:: TASK INPUT ::

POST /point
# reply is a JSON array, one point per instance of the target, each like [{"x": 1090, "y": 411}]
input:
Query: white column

--

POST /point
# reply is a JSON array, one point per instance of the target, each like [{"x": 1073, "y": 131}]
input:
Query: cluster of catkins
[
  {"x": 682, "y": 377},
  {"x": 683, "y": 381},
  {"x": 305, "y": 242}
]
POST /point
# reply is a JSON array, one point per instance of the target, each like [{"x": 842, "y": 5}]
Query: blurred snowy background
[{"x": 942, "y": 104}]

:: PROBLEM DESCRIPTION ::
Every line in the records above that contains the word "target" should be copied out.

:: ANSWER FOR THE TASK ::
# reply is a JSON array, one point per instance of the target, each like [{"x": 1090, "y": 411}]
# reply is a JSON array, one point per instance of the target, each like [{"x": 1073, "y": 131}]
# reply is a JSON array, one point per instance of the target, each like [{"x": 842, "y": 5}]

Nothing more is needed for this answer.